## Set problem
Return every line below that contains the word "volcanic", copying each one in full.

## Information provided
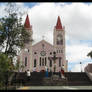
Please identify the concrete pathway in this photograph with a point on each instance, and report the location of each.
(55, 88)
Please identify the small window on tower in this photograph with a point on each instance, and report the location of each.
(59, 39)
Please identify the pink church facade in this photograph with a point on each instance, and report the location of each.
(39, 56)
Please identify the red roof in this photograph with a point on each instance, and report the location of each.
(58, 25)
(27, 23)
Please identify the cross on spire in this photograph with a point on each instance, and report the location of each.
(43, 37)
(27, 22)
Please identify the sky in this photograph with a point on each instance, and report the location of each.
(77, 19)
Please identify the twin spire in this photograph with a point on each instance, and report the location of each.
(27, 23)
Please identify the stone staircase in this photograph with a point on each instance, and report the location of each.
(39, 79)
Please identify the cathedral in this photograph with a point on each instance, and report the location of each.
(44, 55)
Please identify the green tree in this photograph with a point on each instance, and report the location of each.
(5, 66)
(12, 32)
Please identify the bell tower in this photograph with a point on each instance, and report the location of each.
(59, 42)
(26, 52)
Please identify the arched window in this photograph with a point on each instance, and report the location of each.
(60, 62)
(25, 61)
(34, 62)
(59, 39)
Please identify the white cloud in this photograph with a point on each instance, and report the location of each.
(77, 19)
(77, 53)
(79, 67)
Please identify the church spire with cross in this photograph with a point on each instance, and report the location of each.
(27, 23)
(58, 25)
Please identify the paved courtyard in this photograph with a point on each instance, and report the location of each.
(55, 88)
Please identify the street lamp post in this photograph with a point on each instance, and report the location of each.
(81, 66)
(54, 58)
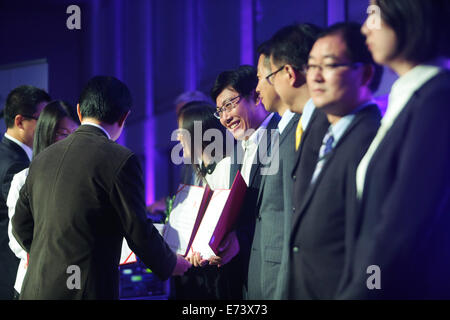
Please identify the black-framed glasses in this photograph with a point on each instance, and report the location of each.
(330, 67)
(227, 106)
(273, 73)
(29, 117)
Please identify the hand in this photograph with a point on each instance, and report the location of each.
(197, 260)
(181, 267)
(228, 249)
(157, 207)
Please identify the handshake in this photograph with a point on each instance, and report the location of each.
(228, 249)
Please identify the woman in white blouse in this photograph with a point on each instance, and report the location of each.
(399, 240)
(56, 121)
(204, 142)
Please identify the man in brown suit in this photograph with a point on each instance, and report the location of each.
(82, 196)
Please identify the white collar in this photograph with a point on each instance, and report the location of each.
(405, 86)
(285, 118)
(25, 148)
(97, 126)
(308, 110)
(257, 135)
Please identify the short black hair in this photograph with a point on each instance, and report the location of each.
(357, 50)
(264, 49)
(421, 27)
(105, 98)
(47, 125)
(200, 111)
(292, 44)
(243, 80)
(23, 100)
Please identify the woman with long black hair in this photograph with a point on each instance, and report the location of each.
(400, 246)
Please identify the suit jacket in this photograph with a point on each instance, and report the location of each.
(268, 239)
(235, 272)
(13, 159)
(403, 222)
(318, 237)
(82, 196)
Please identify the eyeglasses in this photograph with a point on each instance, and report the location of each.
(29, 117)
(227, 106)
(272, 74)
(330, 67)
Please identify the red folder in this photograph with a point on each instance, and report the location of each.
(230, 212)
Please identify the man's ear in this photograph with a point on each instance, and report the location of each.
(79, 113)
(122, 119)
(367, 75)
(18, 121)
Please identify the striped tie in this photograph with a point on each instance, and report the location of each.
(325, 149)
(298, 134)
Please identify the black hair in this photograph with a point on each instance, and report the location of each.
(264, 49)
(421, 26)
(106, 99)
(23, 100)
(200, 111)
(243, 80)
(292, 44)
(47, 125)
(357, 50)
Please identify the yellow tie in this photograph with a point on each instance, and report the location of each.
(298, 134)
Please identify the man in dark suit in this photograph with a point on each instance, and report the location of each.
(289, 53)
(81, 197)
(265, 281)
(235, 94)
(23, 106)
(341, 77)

...

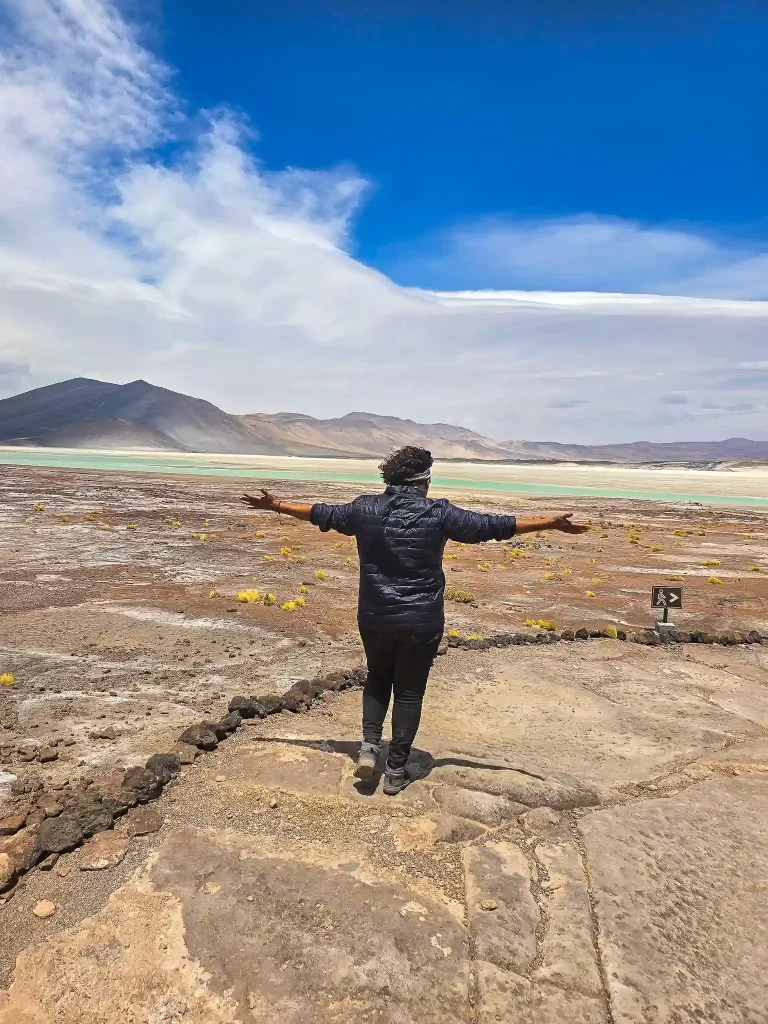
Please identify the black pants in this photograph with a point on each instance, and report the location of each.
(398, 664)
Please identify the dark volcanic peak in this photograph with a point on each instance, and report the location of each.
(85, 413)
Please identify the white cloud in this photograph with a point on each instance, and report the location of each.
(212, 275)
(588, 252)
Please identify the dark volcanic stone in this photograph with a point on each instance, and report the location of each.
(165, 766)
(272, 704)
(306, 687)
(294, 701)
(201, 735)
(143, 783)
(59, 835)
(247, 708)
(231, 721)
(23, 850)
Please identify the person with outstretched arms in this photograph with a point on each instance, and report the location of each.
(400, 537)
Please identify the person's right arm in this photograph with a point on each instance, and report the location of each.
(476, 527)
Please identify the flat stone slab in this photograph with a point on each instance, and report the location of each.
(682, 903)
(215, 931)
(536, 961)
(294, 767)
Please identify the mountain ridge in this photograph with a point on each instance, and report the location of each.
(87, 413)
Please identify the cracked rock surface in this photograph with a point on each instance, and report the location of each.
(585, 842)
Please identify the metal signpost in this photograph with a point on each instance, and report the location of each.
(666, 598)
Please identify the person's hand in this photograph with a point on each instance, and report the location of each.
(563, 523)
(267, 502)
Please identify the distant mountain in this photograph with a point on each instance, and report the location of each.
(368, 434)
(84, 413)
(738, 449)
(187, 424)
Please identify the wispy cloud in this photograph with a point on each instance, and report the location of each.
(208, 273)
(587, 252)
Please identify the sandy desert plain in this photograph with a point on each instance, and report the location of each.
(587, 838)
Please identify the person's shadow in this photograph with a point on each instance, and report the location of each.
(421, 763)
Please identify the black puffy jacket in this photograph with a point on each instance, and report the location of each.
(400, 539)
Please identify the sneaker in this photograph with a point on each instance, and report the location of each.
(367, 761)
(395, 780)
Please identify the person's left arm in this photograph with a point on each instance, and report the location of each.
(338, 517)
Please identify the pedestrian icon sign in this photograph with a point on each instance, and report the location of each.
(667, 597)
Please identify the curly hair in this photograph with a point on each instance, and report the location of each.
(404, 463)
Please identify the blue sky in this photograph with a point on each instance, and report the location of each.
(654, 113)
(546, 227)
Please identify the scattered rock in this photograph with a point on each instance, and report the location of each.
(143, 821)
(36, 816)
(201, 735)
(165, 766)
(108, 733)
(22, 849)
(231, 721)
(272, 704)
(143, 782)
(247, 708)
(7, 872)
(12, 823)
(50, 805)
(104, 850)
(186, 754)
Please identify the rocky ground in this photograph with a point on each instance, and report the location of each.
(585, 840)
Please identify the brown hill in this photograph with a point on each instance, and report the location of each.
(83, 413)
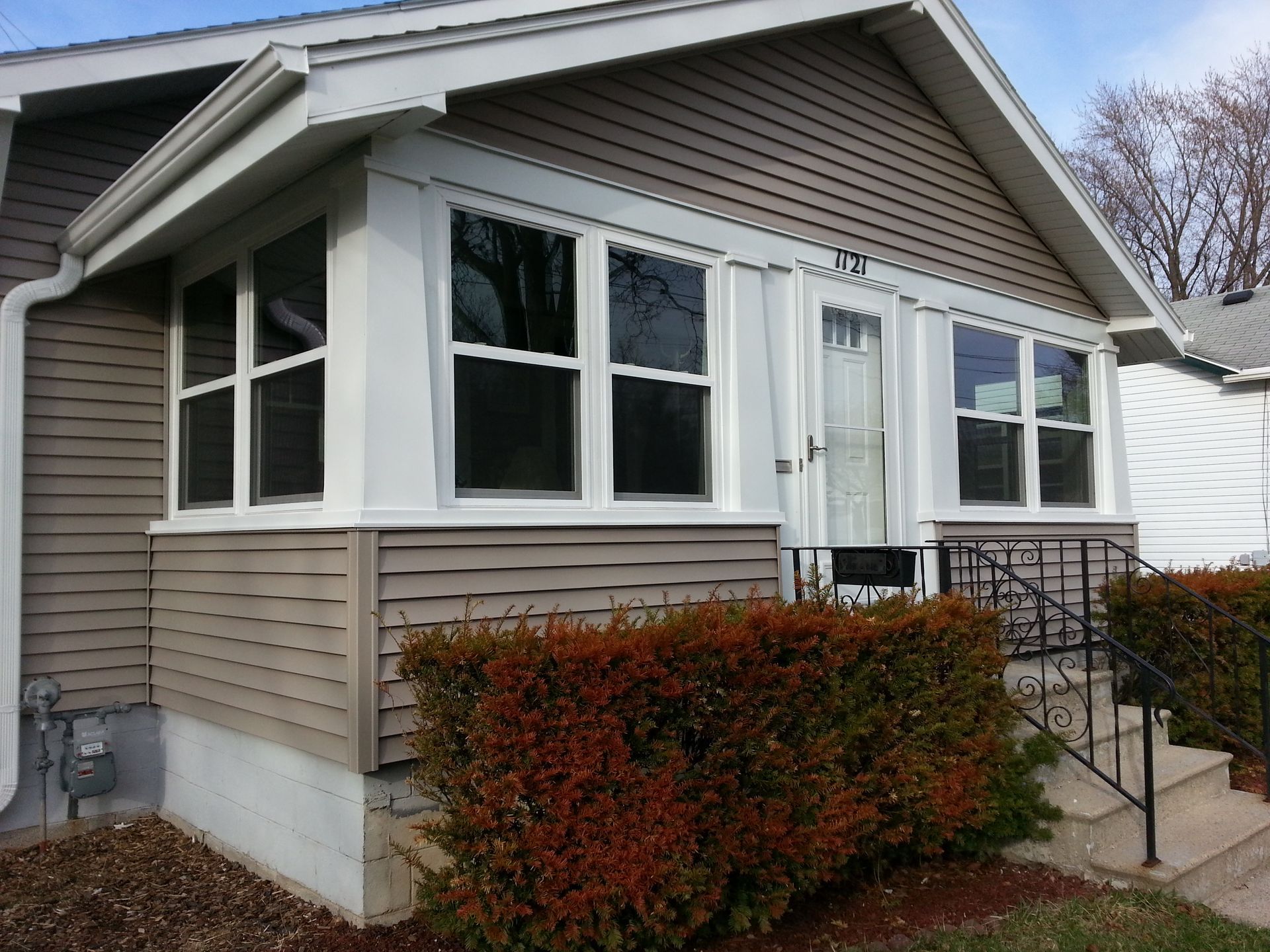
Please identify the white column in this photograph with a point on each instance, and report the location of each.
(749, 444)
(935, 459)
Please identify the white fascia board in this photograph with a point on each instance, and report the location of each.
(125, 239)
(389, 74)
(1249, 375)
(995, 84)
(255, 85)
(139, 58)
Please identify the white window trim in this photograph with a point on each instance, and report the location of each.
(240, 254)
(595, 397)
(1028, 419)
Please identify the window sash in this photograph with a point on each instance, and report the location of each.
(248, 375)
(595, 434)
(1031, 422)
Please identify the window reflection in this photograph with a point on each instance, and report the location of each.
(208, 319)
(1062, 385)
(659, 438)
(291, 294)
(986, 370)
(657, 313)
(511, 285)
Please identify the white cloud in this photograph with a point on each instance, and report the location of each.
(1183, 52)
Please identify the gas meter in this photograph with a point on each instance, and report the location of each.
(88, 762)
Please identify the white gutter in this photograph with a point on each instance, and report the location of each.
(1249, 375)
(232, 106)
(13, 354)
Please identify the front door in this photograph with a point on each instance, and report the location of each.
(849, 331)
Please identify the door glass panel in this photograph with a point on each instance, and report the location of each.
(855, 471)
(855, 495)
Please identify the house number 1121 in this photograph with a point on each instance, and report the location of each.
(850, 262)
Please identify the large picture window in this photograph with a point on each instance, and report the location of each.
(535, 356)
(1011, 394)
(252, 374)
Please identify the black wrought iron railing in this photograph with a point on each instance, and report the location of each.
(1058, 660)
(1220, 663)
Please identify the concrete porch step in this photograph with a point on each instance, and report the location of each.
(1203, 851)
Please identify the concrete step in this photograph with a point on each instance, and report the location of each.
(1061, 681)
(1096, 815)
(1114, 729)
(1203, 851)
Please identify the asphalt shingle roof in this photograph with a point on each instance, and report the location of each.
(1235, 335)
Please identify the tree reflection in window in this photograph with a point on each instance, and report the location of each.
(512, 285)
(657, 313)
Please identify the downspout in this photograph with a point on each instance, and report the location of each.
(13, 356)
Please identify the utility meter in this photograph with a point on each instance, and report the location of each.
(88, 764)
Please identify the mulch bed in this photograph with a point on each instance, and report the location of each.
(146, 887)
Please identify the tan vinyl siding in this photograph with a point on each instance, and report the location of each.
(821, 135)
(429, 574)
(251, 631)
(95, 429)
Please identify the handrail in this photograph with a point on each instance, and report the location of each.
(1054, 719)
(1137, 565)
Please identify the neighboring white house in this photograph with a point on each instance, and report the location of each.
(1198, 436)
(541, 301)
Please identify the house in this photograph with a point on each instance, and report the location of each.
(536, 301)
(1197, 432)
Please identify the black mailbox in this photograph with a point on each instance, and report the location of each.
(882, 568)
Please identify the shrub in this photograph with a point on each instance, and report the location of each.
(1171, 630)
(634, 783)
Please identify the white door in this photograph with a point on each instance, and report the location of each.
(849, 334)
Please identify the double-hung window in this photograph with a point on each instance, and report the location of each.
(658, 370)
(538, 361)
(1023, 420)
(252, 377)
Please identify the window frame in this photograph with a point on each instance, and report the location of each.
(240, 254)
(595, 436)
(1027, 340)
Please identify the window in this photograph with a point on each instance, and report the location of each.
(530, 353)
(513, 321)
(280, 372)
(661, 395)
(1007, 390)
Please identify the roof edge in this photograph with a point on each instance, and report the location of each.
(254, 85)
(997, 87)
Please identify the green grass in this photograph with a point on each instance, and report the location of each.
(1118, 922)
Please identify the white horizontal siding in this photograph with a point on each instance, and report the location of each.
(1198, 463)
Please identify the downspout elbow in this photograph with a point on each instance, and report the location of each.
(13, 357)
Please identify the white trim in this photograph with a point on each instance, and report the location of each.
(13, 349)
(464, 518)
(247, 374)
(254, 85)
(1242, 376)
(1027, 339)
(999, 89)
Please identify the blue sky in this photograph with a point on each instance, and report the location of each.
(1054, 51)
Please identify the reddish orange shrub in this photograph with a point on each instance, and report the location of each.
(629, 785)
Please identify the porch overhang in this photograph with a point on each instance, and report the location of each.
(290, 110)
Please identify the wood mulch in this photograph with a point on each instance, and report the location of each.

...

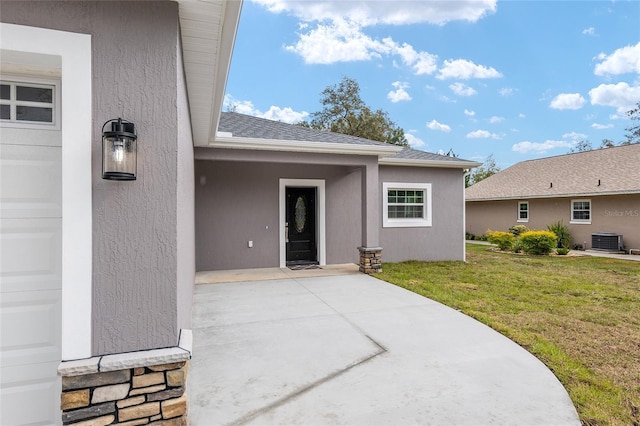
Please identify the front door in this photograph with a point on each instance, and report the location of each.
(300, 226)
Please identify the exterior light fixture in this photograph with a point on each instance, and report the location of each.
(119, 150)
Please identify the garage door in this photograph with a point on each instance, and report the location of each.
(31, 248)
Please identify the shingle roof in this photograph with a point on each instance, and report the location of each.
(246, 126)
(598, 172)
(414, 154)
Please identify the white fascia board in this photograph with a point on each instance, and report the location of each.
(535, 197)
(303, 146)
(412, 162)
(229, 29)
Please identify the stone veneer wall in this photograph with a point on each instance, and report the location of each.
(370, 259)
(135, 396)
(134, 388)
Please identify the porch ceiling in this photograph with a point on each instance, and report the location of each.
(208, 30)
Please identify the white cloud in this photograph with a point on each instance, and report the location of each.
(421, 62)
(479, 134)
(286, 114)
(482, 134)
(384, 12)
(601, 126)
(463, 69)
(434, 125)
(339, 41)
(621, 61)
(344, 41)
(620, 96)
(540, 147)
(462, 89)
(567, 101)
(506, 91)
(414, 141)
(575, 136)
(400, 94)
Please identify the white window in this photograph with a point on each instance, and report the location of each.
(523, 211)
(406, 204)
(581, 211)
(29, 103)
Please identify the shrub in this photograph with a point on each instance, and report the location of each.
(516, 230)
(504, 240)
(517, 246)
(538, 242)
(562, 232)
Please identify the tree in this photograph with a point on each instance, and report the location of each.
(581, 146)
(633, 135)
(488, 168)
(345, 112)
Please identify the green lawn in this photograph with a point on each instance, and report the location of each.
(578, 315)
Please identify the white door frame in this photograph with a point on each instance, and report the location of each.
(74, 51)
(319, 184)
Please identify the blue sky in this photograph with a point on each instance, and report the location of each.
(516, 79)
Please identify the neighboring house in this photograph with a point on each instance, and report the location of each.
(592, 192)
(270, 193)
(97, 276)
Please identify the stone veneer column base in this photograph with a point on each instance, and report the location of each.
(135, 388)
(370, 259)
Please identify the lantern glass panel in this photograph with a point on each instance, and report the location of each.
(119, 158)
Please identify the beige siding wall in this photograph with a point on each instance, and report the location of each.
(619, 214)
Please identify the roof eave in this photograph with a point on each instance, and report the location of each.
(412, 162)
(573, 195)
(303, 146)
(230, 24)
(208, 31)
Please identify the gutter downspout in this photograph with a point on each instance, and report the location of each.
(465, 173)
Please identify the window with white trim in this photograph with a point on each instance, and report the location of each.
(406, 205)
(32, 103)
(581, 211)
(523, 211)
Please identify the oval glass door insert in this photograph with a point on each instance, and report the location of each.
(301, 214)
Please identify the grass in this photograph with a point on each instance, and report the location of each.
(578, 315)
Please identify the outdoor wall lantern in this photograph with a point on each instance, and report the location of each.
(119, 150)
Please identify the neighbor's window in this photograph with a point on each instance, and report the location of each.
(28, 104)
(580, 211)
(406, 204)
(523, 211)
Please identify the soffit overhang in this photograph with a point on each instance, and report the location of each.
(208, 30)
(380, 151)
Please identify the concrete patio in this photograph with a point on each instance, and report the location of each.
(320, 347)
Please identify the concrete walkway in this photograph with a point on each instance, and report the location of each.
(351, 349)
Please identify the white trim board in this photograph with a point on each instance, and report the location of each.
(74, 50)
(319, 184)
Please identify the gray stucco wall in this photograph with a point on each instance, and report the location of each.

## Exercise answer
Please identify the dark volcanic peak in this photograph with a point on each instance, and report the location of each.
Please identify the dark volcanic stone in this photograph with a point on each instance, and report the location of each.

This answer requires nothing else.